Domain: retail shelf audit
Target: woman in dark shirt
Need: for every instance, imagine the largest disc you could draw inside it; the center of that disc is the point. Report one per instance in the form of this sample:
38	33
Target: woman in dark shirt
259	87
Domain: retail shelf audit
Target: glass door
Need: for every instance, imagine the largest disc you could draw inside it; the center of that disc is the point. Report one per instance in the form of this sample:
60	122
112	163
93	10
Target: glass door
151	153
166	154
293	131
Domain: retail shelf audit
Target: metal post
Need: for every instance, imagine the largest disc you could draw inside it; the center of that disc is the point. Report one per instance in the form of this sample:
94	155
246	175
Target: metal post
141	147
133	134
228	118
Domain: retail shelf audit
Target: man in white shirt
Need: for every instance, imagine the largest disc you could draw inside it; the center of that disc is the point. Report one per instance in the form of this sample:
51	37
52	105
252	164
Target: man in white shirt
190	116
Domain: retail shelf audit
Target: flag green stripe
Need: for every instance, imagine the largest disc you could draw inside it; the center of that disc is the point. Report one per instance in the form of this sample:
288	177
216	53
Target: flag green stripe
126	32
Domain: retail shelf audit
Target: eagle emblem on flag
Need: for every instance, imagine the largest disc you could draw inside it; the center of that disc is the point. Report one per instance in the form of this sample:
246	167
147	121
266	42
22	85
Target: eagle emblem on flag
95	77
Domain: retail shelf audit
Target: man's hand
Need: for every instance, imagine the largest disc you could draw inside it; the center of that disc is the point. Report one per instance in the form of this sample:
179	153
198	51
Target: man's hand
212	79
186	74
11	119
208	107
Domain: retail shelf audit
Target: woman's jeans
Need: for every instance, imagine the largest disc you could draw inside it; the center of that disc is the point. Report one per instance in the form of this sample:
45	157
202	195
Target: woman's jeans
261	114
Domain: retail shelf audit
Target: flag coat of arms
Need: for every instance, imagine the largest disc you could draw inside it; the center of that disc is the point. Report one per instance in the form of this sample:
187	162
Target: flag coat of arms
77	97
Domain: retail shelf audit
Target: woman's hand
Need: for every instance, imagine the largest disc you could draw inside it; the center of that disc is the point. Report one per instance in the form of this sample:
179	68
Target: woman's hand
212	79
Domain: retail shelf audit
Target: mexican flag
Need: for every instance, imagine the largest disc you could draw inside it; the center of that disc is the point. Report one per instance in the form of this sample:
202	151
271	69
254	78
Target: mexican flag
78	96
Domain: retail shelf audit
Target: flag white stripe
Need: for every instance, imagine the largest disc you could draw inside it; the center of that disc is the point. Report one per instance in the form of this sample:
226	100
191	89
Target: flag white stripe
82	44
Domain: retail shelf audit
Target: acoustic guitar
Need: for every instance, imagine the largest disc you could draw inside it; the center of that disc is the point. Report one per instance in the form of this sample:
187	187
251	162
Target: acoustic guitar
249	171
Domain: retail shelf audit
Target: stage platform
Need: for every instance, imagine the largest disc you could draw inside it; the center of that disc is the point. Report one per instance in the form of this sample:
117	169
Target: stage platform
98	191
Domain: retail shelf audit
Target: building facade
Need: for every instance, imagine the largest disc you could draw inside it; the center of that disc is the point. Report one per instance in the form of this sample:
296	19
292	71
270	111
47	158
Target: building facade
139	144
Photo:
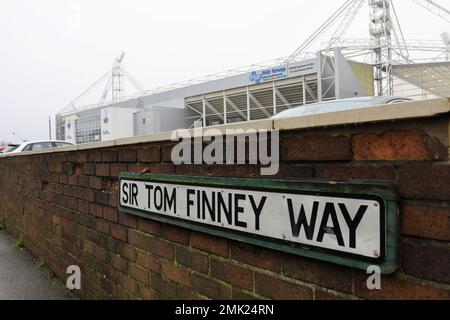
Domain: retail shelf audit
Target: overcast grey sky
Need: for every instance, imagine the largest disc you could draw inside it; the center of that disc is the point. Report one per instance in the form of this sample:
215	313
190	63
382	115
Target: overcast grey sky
51	50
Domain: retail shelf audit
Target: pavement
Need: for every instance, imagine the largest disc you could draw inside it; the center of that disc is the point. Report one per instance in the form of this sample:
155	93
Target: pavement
22	279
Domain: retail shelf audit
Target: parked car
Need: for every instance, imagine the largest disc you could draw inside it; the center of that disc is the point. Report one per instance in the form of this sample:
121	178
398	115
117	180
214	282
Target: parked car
38	146
10	147
338	105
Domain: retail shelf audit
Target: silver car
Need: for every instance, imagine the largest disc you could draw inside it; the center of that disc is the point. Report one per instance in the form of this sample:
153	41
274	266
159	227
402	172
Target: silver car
338	105
39	145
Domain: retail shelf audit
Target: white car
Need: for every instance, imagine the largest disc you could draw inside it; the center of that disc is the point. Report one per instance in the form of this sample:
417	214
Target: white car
338	105
40	145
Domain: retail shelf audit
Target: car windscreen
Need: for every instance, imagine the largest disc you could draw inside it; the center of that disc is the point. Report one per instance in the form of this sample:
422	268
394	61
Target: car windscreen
10	148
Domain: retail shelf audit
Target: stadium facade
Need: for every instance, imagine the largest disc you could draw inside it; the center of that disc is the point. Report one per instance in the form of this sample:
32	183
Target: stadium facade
254	95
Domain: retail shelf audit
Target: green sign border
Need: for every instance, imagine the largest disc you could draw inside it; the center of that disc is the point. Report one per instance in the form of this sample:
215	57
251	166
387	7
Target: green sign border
386	192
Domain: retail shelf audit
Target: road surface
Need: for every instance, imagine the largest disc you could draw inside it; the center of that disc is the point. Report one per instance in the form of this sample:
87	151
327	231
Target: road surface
21	279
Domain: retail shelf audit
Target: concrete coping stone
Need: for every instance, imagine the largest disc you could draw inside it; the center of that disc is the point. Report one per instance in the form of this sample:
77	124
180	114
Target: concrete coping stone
392	112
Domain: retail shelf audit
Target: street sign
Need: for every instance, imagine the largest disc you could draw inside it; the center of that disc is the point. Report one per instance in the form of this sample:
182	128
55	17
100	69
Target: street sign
354	224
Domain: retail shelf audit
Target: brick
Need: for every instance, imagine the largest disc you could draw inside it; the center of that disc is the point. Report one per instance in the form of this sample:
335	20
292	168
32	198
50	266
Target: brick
359	171
183	293
166	153
128	252
210	288
116	168
101	197
119	263
193	170
397	287
429	220
162	169
96	210
139	274
73	180
397	146
424	181
211	244
327	275
149	226
277	289
147	261
109	156
129	284
242	295
293	172
127	155
162	248
110	214
232	274
94	156
128	220
255	256
192	259
315	148
175	273
150	154
243	171
327	296
428	260
88	169
175	234
138	239
118	232
148	294
83	181
102	170
102	227
95	183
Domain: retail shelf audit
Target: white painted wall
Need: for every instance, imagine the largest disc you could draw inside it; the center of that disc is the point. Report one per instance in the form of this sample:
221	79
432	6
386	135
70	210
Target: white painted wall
117	123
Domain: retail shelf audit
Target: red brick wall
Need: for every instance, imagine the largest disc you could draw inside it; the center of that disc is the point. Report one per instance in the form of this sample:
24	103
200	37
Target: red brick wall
65	206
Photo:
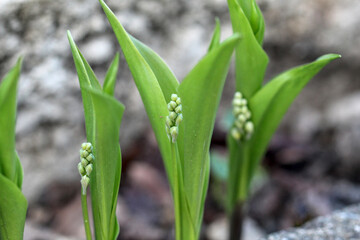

----------------

* Work task *
From the first record above to the last, output each one exactly and omit the pictures.

* Response below *
Domain: retail shelf audit
Target: woman in dark shirt
Need: for every instance, imagine the largest disc you could draw inside it; the center of that disc is the point. Report one per instance in the form of this sample:
38	33
Target: woman in dark shirt
259	87
Domain: retail shelf audit
Target: glass door
Need: for every instance, imagine the largest disc you could draw inside it; the center of that disc is the point. Report one per instance in the form of this sample:
60	122
112	163
93	10
Target: glass door
151	153
166	154
293	131
Domain: retail shelf audit
Target: metal post
Need: for every instance, imagine the largest disc you could draw inside it; the center of that disc is the point. Report one per instance in the form of this sample:
94	155
246	175
Target: metal post
141	147
133	134
228	118
Domain: retail shelf audit
Target: man in white shirt
Need: for every instance, imagine the largest disc you could draw inside it; the center of that disc is the point. Report one per instance in the form of this sample:
51	37
52	105
252	164
Target: man in white shirt
190	116
Domain: retail shelf audit
Target: flag green stripe
Need: for every instance, imagine the largest disc you could draw inside it; the center of that disc is the point. Report one per instance in the form of this sample:
288	177
216	53
Target: flag green stripe
126	32
Domain: retail shelf audit
Target: eagle emblem on flag
Need: for every instance, imagine the largest disc you could draw inside it; the center of that disc is the point. Report one per instance in the form of this sample:
246	167
147	121
266	42
22	85
Target: eagle emblem on flag
95	77
Domain: retail shelf audit
Target: man's hand
Need: for every instance, imagine the largest disc you could draw inside it; the center of that disc is the point. Report one per instance in the form of this sample:
179	153
198	51
Target: man's hand
212	79
186	74
11	119
208	107
Domain: retail shelf audit
Target: woman's jeans
Need: for every instance, imagine the largest disc you could draw inside it; the center of that disc is the point. Report one per instance in the form of this sample:
45	157
202	195
Target: woman's jeans
261	114
Domain: retail shelf audit
Target: flag coat of arms
Need: for every instance, imagine the largest disc you could draw inside it; the center of that disc is the point. Report one per instance in the form of this sample:
187	162
Target: flag coat of arms
77	97
Domain: retail shelf audit
Target: woman's hand
Need: for every instance, imagine the largest disc you could draw inside it; the center of that disc is the point. Report one per instance in the form of this sample:
179	68
Target: woman's hand
212	79
Domain: retail shelf audit
Target: mexican flag
Need: for every instance, imagine the largest disc you could draw inside it; the center of that disc is the point. Report one per instance in the form of this sample:
202	151
271	69
254	78
Target: mexican flag
78	96
Domain: retail shelf audit
Target: flag white stripe
Need: for every instance, imagine the largest disc you could draw inside it; the center of that disc is the point. Report one per instance in the form of this sample:
226	100
191	89
Target: flag white stripe
82	44
Domain: retail shelf audit
Target: acoustic guitar
Need: for every instance, imagine the largest disc you could draw inside it; the center of that disc is the point. Report one per instance in the form of this sample:
187	187
251	162
Target: acoustic guitar
249	171
Domain: retail shelf audit
Target: stage platform
Need: for every instance, imagine the largest disc you could draw inside it; the center of that disc is the point. Report one per instance in the form of this sample:
117	169
Target: stage platform
98	191
Domain: retail shelf audit
Target: building facade
Need: for every instance, imagine the largest disc you could draw inside it; the center of that disc is the point. Report one per instance in the form of this sample:
296	19
292	71
270	111
47	158
Target: building facade
139	144
Photo:
Domain: retail shelf audit
Target: overcast grey sky
Need: for every instance, imagine the largest disc you could draw inside it; the center of that disc is the point. Report one per instance in the form of this sample:
215	313
190	63
382	115
Target: overcast grey sky
51	50
Domain: retail shelf audit
Target: pavement
Need: for every instance, imagine the largest disc you could draw inside it; the center of that disc is the point. Report one per instance in the form of this sample:
155	93
Target: pavement
22	279
Domain: retail shelf audit
Target: parked car
Need: for every instance, imagine the largest disc you could draw inside it; the center of that disc is the point. Report one per instance in the form of this sample:
121	178
398	115
117	180
214	282
Target: parked car
38	146
10	147
338	105
Domain: retail shelf audit
Target: silver car
Need: for every instance, imagine the largest disc you could draw inside it; the center of that disc is the point. Report one per instance in the form of this sample:
153	41
274	266
159	227
402	172
Target: silver car
338	105
39	145
Domain: retail shelf audit
Target: white car
Need: for every instance, imagine the largest disc you could draw inside it; the center of that disc is the point. Report one per instance in the form of this sample:
417	214
Target: white car
338	105
40	145
Domain: retail shelf audit
Target: car windscreen
Need: for every instance, imagine the largest disc you could draw inside it; the center of that disc is the point. Report one per instance in the form of this sample:
422	268
394	61
Target: car windscreen
10	148
Domain: retail shelf audit
Target: stadium facade
Need: for every instance, imagine the largest disc you could draw inside it; the center of that disc is the point. Report one per instance in the form of this sample:
32	183
Target: stadium facade
254	95
Domain: retail shelf audit
Target: green sign border
Need: for every instance, imagine the largest disc you could draw inside it; the center of that disc is the point. Report one per instance in the form of this sample:
215	57
251	166
387	7
Target: green sign border
386	192
Domain: retail shelf audit
Target: road surface
Need: for every instance, imagine the largest disc you could draw inside it; the center of that disc is the point. Report one per instance in the form of this sample:
87	151
327	231
Target: road surface
21	279
Domain: retail shelf audit
Target: concrete coping stone
Need: for every instance, imagine the largest disc you could draw inside it; the center of that disc is the point. Report one per instance in the form of this sample:
77	124
180	114
Target: concrete coping stone
392	112
Domain: retail shelf audit
Target: street sign
Need: for every instance, imagine the largest disc you could draw inside it; the center of that disc is the point. Report one per instance in the form of this sample:
182	128
55	17
100	69
Target: street sign
354	224
Domain: retail shelf audit
Target: brick
Need: for every instance, imagine the largest disc you could draw inside it; the center of that disc is the point. Report one per instance in the form of this sample:
335	20
292	168
32	198
50	266
Target: brick
359	171
183	293
166	153
128	252
210	288
116	168
101	197
119	263
193	170
397	287
429	220
162	169
96	210
139	274
73	180
397	146
424	181
211	244
327	275
149	226
277	289
147	261
109	156
129	284
242	295
293	172
127	155
162	248
110	214
232	274
94	156
128	220
255	256
192	259
315	148
175	273
150	154
243	171
327	296
428	260
88	169
175	234
138	239
118	232
148	294
83	181
102	170
102	227
95	183
Domain: retail shelf audit
Target: white painted wall
Need: for every instance, imagine the largest disc you could draw inside it; the center of that disc is the point. Report one per instance in the form of this sample:
221	79
432	6
386	135
70	210
Target: white painted wall
117	123
Domain: retail shelf audit
Target: red brick wall
Need: for every instance, imagine the largest disc you could draw inside it; the center of that disc is the point. Report one per instance in the form of this sample:
24	103
200	37
Target: red brick wall
65	206
Photo:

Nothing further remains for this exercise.